Start of STUDY TEXT

The program, started in 1985, provides payments to farmers and ranchers for keeping erodible or environmentally sensitive cropland out of production.

Greg Link, of the North Dakota Game and Fish Department, said the program has been a big help in preserving the state's pheasant, big game and waterfowl populations. The increased populations are a boon for both conservationists and the state's growing hunting industry.

North Dakota has 3.4 million acres in the CRP program, an allotment it receives from the federal government based on a scoring formula that rates land on how environmentally sensitive it is. The most environmentally sensitive land is first in line for the program.

Link said any reduction in the total allotment could have had an adverse effect on western North Dakota, where a lot of land has low scores in the government's sensitivity rating system and thus would be among the first acres dropped out under any reduction.

Conrad said maintaining the CRP funding allotment was a low-key, widely agreed upon decision in committee.

Link said he's hoping that the committee agreement can survive the rest of the process - which involves a full vote in the Senate, committees of lawmakers to reconcile differences between the House and Senate versions, and then final passage of an agreed upon version in both chambers.

"We hope the conservation title in the farm bill stays intact," he said. "If it were to decrease, it would have a definite impact on our waterfowl and pheasant populations."

But even without a federal funding reduction, the amount of CRP land is likely to decrease in the coming years. A recent study by the Farm Services Administration shows that at least 520,000 acres will fall out of the program by 2010.

End of STUDY TEXT

**WHAT YOU WILL DO**
a – Write out the part of the CRP article from "The program, started" up to and including "for the program.", word for word.
b – Extend the article on North Dakota's Conservation Reserve Program land by writing what comes after its last sentence.
The data that follows has nothing to do with the article on North Dakota's Conservation Reserve Program.

Start of SUPPLIED DATA

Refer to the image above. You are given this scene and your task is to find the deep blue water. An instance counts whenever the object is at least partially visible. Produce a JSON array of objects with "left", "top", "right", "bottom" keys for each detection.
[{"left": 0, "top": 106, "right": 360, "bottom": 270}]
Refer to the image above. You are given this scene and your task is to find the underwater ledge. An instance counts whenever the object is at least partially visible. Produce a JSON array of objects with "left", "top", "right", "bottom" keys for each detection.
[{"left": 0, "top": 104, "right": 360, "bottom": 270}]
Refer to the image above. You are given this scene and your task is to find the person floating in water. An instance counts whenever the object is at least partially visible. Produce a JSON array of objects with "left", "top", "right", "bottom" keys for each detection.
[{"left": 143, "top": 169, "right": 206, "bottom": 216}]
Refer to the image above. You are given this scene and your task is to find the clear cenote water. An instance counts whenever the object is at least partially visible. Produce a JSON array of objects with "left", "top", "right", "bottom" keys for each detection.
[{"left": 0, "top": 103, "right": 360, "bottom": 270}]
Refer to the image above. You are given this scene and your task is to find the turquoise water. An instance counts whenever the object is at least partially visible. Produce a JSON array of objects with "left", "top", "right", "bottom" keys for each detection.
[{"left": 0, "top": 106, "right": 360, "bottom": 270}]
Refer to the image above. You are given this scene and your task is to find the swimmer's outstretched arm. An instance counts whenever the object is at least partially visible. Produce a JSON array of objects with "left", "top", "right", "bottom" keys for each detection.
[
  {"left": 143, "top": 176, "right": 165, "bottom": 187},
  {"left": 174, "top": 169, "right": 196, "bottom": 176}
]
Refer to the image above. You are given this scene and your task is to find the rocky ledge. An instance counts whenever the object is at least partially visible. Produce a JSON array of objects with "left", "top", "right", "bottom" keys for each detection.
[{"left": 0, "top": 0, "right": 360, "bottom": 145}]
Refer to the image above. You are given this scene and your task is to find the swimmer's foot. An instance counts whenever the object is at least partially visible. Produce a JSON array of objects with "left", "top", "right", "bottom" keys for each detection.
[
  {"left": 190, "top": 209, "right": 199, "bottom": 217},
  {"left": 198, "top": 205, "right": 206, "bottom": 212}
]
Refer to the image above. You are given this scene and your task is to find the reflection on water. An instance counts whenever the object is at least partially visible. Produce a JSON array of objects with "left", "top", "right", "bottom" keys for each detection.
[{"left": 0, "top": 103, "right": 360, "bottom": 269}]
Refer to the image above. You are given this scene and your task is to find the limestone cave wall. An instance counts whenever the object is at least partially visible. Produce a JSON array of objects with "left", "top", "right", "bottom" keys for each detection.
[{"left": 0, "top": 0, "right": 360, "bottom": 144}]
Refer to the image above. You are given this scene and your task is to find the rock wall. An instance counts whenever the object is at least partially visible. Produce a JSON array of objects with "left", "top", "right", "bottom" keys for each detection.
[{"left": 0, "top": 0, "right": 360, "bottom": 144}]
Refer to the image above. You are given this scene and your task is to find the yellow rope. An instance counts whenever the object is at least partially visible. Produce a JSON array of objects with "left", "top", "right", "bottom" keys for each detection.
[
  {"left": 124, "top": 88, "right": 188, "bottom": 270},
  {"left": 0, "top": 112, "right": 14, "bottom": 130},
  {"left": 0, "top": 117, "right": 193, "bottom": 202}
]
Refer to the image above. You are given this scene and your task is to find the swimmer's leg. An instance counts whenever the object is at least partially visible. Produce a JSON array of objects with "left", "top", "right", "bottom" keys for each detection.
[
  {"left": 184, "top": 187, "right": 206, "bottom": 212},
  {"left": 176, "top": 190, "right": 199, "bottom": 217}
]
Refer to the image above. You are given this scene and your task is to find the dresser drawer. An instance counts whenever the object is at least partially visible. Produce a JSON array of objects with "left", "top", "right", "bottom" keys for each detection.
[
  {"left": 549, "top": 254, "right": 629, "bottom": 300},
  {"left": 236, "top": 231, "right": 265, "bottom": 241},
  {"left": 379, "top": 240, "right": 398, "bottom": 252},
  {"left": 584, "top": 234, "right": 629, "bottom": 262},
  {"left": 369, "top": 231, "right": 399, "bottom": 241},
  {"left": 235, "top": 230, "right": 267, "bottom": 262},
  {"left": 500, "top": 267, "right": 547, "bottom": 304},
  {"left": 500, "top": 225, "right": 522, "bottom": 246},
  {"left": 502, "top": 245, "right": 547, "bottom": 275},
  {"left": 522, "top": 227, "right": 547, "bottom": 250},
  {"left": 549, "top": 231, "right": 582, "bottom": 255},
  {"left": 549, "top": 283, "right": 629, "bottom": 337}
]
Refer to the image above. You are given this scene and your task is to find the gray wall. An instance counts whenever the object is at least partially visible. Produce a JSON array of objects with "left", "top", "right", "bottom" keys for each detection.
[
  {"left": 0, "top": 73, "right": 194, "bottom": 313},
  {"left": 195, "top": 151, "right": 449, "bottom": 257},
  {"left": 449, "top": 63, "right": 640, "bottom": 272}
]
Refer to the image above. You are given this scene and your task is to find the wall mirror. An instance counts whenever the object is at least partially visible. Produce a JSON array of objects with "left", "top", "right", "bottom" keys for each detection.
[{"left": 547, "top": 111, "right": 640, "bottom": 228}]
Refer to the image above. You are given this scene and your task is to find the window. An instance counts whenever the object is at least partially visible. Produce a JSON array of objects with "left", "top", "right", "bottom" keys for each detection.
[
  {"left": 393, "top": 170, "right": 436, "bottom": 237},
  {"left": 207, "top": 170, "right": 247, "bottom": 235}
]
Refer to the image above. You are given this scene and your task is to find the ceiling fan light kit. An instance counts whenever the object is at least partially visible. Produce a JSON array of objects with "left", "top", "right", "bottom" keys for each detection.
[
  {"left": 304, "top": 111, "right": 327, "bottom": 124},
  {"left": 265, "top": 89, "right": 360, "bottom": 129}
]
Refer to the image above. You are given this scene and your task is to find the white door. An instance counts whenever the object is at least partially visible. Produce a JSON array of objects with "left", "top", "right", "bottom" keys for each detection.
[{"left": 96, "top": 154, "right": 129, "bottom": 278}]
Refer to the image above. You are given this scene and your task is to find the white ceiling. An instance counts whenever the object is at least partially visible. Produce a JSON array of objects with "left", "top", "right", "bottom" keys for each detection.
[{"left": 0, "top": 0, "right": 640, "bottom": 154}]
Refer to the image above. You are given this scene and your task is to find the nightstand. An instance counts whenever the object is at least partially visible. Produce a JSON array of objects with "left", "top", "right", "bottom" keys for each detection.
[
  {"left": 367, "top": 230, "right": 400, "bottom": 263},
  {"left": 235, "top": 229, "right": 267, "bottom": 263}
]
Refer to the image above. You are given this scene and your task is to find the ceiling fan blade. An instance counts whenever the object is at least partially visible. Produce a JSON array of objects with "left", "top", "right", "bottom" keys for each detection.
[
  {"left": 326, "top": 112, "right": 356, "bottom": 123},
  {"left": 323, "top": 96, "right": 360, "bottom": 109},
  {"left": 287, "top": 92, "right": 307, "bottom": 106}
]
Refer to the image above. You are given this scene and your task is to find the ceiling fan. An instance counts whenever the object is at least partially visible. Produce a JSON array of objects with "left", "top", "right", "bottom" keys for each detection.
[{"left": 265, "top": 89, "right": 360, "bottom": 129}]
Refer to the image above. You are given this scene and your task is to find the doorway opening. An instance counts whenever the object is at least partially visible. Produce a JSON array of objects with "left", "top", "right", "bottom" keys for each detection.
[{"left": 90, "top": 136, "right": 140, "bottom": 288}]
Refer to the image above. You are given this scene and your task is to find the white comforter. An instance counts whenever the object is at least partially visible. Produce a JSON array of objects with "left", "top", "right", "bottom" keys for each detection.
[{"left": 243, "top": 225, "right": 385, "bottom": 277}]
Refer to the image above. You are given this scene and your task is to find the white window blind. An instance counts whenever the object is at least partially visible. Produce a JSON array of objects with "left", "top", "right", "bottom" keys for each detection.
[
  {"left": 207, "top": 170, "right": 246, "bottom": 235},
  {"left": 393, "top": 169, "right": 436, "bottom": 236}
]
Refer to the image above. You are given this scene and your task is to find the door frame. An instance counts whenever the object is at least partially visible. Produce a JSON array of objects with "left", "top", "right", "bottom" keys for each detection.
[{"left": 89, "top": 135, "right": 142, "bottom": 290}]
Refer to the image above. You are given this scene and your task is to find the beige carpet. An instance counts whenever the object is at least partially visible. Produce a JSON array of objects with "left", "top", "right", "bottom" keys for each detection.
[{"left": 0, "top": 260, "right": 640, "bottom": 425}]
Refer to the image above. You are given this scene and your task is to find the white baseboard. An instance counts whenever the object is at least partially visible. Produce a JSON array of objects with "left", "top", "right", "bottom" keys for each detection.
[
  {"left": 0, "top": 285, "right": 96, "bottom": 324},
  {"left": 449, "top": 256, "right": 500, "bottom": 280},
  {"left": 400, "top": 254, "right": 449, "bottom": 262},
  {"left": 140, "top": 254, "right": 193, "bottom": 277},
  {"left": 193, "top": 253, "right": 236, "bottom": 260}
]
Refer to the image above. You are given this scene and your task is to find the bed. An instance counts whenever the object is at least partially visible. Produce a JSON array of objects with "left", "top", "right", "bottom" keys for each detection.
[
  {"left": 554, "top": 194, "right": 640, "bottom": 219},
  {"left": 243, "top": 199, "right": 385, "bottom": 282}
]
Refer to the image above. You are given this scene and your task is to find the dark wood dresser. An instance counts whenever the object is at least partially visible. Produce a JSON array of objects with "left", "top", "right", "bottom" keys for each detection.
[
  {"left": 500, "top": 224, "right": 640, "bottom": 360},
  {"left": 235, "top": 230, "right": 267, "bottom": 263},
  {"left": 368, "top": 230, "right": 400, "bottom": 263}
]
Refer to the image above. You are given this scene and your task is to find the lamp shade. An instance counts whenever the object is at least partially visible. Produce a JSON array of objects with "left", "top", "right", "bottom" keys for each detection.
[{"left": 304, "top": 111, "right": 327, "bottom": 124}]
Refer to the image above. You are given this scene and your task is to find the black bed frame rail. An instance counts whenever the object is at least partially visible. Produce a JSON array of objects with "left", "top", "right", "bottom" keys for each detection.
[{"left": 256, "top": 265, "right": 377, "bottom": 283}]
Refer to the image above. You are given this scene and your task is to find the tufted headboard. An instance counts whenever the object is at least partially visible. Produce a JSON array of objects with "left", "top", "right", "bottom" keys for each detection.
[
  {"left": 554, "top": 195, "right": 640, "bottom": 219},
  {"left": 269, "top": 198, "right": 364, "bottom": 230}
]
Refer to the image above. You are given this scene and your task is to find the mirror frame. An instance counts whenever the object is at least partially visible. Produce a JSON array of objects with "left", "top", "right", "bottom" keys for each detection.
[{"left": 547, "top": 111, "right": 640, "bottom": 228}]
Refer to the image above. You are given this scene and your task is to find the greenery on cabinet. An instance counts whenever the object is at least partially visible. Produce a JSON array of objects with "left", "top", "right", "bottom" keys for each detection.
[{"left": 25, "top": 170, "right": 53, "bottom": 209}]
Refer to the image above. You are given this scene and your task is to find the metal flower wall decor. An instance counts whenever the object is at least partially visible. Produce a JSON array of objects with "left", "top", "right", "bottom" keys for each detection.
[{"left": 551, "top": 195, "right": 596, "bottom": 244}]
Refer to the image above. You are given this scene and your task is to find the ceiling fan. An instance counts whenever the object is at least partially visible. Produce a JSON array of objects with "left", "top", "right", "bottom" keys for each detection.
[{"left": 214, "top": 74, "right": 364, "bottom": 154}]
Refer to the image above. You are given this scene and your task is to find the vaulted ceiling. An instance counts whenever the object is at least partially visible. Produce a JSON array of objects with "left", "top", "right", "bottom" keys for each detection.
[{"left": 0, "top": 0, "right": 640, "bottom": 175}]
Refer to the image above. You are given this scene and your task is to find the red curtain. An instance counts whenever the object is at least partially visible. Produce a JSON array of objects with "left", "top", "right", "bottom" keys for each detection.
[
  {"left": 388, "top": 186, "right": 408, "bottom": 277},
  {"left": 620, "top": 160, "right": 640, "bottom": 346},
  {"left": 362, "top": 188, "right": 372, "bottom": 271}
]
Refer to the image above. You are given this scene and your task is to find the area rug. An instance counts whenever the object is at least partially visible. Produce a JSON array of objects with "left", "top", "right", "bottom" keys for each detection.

End of SUPPLIED DATA

**RESPONSES TO THE TASKS**
a –
The program, started in 1985, provides payments to farmers and ranchers for keeping erodible or environmentally sensitive cropland out of production.

Greg Link, of the North Dakota Game and Fish Department, said the program has been a big help in preserving the state's pheasant, big game and waterfowl populations. The increased populations are a boon for both conservationists and the state's growing hunting industry.

North Dakota has 3.4 million acres in the CRP program, an allotment it receives from the federal government based on a scoring formula that rates land on how environmentally sensitive it is. The most environmentally sensitive land is first in line for the program.

b –
Conrad said it's a simple matter of economics: Soaring grain prices make the land relatively more attractive to farm on.

"I think we will likely see a significant amount of acreage come out," he said.

Ethanol production and global food demand are behind the soaring prices.

But as farmers are making good money from these increases, a countervailing economic impact may be felt in the hunting industry. The FSA adjusts CRP compensation upward with the rise in commodity prices, but because it bases this on a three-year average and some of the most significant increases came in the last year, it's bound to be behind.

Scott McLeod, regional biologist for Ducks Unlimited, said it will have a widespread impact because many waterfowl hatch in North Dakota and are harvested by hunters somewhere else.

"Not only will it affect our waterfowl here, it will affect it throughout the U.S. and even into South America," McLeod.

He said Ducks Unlimited is happy that 39.4 million acres will continue to be funded because that will leave a large program that farmers can come back to if commodity prices drop, causing their relative economic incentives to shift.